**Stated exercise:** Here are some records; return them all exactly.

**Dataset content:**
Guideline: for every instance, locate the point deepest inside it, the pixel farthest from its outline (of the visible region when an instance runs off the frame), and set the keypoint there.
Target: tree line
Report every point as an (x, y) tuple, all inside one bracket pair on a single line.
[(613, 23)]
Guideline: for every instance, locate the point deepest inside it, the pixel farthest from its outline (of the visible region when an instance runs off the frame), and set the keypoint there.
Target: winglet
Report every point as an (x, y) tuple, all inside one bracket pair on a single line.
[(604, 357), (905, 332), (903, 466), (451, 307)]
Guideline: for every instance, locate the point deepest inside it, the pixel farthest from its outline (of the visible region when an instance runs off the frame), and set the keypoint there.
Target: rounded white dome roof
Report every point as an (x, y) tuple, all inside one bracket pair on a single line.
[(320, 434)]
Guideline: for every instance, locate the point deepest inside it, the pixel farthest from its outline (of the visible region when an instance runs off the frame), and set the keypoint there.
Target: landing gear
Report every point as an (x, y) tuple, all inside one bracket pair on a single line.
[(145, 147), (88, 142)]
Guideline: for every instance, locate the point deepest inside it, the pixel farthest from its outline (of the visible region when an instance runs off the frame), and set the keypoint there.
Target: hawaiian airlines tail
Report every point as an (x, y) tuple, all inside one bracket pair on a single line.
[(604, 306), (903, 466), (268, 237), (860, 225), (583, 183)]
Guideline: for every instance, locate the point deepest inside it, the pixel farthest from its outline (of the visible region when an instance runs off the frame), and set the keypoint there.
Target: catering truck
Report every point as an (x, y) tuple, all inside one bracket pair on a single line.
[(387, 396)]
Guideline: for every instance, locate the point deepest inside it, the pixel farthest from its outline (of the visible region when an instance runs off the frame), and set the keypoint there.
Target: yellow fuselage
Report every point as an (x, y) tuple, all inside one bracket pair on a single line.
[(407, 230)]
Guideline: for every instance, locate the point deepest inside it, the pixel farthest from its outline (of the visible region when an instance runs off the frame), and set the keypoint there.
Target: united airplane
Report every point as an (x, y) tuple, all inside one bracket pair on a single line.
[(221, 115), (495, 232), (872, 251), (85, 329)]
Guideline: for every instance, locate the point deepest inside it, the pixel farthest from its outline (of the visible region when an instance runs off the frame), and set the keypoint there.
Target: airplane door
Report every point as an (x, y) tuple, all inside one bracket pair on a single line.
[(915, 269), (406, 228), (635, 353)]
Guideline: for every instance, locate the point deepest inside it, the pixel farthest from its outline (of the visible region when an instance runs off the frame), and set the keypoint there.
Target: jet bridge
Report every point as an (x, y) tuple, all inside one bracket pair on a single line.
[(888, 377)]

**Output for this task:**
Guideline: for every instance, locate the point deepest inside it, the pixel farthest from its outline (of the visible region when an instance runs off the frame), and set the keypoint there.
Target: tree line
Report every point as an (x, y) tuple, all inside one bracket pair on a single line.
[(613, 23)]
Guideline: for every instance, locate the point deepest inside it, the pixel farthest from its outline (of the visible region when an instance runs off the frame), and set the keypoint there.
Target: winglet
Report every point as an (x, y) tuple, all inside one bracket pair on a single line.
[(604, 357), (905, 332), (903, 466), (451, 307)]
Guideline: for every instance, locate the point deepest inside it, the pixel farthest from its outline (of the visible region when an instance runs off the frame), and set the keypoint there.
Target: rounded white dome roof
Report every point as an (x, y) tuple, all inside one bracket pair on a single line.
[(320, 434)]
Guideline: for every instance, locate the point deepest inside it, the pixel farthest from its outline (of the visible region when an instance runs off the frame), and set the keypoint there.
Target: landing gear
Report every point as an (x, y) tuple, all inside one bracket pair on a single line.
[(145, 147), (88, 142)]
Guideline: for every instance, locate the point deepest inside it, the pixel farthest from its outline (of the visible region when an instance runs off the frame), and set the keypoint there.
Target: hawaiian airlines tail
Report every point as an (x, y) tuple, all inside one bracket pair on a single line.
[(604, 306), (903, 466), (268, 237), (860, 225), (583, 183)]
Guideline: for every instance, locate the point deepest inside it, the pixel farthest from its outline (of the visible region when an instance runs off the frame), and set the keypoint there.
Target: catering truck
Report every point as an (x, y) tuple, all inside one bracket pair on a single line.
[(387, 396)]
Guideline: for every instance, locate the point deepest inside it, the pixel farthest from its outline (of the visible region when an instance runs off the frame), and set the keypoint there.
Target: yellow fuselage
Report every point as an (x, y) tuple, all inside one bracket pair on a single line.
[(407, 230)]
Guideline: for every instance, locate the point deepest inside it, the pixel farthest from its outline (of the visible region when an instance runs off the frame), and set the keypoint there.
Target: united airplane
Report every point as an (x, y) tuple, all inside one bracket pair on a single line.
[(221, 115), (495, 232), (872, 251), (85, 329)]
Guideline: for every instance, locate the point deepest inside it, the pixel farthest from its outline (of the visible region when an instance runs off the frame), and set the keypoint there.
Target: airplane door
Report every point as an (x, y) tuple, all inside one bracket pair on a single line.
[(915, 269), (406, 228), (635, 353)]
Guideline: for every instance, locate the point deepest inside it, the pixel farthest from its outline (of the visible region when an instance runs off the frame), and set the keypoint there.
Target: jet bridge
Report every point as an (x, y) tuple, all inside one bracket pair on a single line.
[(888, 377)]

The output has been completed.